*Provided text*:

========================

Perhaps I can explain in a "gentler" way. I'll use something in my own life as an example of what I mean.
I am a diabetic. People often ask me questions about diabetes and how, at the age of 53 I could be diagnosed with this disease. No, I am not overweight. No, it does not run in my family. No, I don't really know why I have this disease. What they really want to know is "What can I do to make sure I don't get it?" It kind of brings to mind the story of the man that Jesus healed. Everyone around wanted to know did this man sin or his family. Neither - but it was allowed so that God might be glorified.
Now, I'm not sure why I am diabetic...I just am. I could use the excuse that this is how God made me and dive into the disease with abandon. I could eat lots of breads and sweets...I do love chocolate. It calls my name. At times, I am not exaggerating when I say it is all I can think of! If it is in the house, the temptation is greater than my inner strength to abstain. But since this is "how I am made" why not just give in to the temptation. Why? Because it will kill me, that's why.

========================

*Activity A*:
Answer these questions from the diabetes passage:
(i) At what age was the writer diagnosed with diabetes?
(ii) Which food does the writer say "calls my name"?
(iii) What reason does the writer give for not giving in to the temptation?
*Activity B*: Set down part of the diabetes passage word for word. Begin at the words that have "Perhaps I can" and stop after "might be glorified.".
The entries that come next have no connection to the diabetes passage.

Natural-language object grounding data
========================

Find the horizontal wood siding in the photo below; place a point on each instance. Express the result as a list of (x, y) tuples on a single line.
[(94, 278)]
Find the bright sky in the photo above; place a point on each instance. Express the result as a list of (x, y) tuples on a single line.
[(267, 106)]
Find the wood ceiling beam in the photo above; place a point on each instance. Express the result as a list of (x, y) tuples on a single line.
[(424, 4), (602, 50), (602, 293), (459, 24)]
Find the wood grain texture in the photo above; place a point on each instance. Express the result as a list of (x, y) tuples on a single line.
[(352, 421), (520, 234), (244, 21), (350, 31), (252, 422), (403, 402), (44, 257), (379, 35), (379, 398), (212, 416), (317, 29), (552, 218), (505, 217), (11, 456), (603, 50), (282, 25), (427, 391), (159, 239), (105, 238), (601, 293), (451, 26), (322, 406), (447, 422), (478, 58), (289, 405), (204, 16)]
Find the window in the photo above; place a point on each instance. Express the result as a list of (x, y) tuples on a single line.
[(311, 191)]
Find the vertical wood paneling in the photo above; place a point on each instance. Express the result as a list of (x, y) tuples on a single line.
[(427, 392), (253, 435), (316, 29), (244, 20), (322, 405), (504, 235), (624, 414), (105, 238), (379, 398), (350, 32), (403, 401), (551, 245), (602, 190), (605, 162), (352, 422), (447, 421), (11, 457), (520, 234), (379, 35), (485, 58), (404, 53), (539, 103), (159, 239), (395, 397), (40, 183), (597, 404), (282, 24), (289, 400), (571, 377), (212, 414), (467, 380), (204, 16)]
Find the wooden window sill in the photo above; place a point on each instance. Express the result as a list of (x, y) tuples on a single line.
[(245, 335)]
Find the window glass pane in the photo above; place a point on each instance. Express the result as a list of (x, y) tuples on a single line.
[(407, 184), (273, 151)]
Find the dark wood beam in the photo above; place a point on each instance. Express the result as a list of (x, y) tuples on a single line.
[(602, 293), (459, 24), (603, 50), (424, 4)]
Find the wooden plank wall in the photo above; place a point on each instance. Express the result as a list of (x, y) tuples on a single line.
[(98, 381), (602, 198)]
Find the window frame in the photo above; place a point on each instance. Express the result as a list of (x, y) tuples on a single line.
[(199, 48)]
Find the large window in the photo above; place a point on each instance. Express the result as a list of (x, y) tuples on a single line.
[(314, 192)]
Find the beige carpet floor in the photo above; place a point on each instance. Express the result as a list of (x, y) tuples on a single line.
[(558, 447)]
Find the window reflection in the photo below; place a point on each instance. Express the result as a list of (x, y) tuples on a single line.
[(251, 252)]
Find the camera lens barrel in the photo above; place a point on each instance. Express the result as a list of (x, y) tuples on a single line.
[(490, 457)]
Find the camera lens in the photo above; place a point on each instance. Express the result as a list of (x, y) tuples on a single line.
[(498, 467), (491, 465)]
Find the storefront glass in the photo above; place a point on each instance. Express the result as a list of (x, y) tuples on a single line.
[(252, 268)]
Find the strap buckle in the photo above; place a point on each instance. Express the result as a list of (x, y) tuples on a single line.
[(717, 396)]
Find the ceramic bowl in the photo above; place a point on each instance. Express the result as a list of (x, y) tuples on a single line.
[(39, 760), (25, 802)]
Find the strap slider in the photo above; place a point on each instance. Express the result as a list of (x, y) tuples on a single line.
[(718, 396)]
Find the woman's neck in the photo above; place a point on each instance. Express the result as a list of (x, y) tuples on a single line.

========================

*Exercise result A*:
(i) 53
(ii) Chocolate
(iii) Because it will kill the writer.

*Exercise result B*:
Perhaps I can explain in a "gentler" way. I'll use something in my own life as an example of what I mean.
I am a diabetic. People often ask me questions about diabetes and how, at the age of 53 I could be diagnosed with this disease. No, I am not overweight. No, it does not run in my family. No, I don't really know why I have this disease. What they really want to know is "What can I do to make sure I don't get it?" It kind of brings to mind the story of the man that Jesus healed. Everyone around wanted to know did this man sin or his family. Neither - but it was allowed so that God might be glorified.